● **Assignment**
An exact copy of the data is required; the images should not appear in it.

● **The data**
Segment Open

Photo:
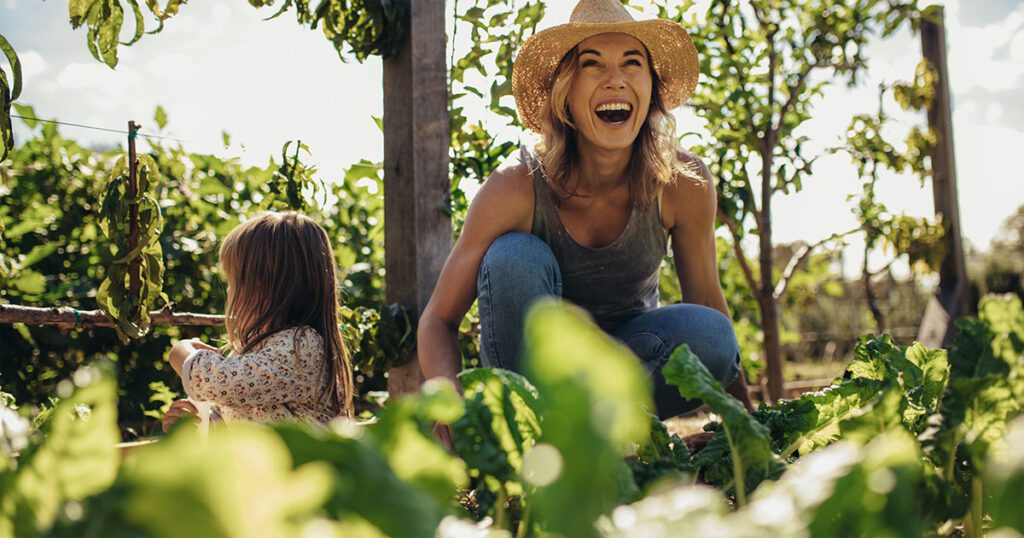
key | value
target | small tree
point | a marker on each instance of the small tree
(758, 58)
(919, 239)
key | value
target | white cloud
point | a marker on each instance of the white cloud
(33, 65)
(170, 66)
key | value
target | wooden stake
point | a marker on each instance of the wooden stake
(950, 300)
(68, 318)
(417, 229)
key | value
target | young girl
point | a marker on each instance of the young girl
(287, 359)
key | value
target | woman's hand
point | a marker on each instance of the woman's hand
(182, 348)
(442, 432)
(200, 344)
(180, 410)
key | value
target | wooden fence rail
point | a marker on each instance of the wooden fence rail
(69, 318)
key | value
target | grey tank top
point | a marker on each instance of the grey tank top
(614, 283)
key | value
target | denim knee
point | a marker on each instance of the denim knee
(717, 346)
(710, 336)
(517, 255)
(517, 270)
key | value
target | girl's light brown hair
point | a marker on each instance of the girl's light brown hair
(281, 274)
(654, 162)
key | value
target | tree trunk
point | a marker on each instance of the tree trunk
(872, 302)
(766, 295)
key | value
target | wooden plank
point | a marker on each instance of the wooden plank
(68, 318)
(950, 300)
(417, 226)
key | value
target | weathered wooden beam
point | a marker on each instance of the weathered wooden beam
(950, 300)
(417, 225)
(68, 318)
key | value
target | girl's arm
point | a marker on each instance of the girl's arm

Segment Closed

● **Task result**
Photo:
key | value
target | small tree
point | a marker on each instance of the small tree
(758, 58)
(919, 239)
key | value
target | white cloud
point | a marker on each instance of the white cloud
(33, 65)
(170, 66)
key | value
target | wooden stake
point | a marker on each instance of the wooden stake
(950, 300)
(68, 318)
(417, 229)
key | value
target | young girl
point | a marker on each instance of the young girl
(287, 359)
key | value
target | woman's hand
point | a marker on each instance of the woman's hand
(182, 348)
(442, 432)
(200, 344)
(180, 410)
key | value
target | wooden fence rail
point | a marker on each instance of the wooden fence rail
(69, 318)
key | value
target | grey tank top
point | a marker on each instance of the grey tank top
(614, 283)
key | value
target | denim knee
point | a marker on each instance of the denim knee
(717, 346)
(710, 336)
(517, 255)
(517, 270)
key | value
target | girl's light brown hair
point | a marker on each instance of the girl's light brown hair
(281, 274)
(654, 162)
key | value
target | tree trunk
point | a marker on each instance of the tree trunk
(872, 302)
(766, 295)
key | value
target | wooden plank
point | a marker on each instance of the wooden plank
(68, 318)
(950, 300)
(417, 226)
key | value
target | weathered wooden beam
point | a marker on each instance of the weathered wooden beam
(950, 300)
(417, 225)
(68, 318)
key | value
target | girl's arm
point | a marker on each instance of the girl's arm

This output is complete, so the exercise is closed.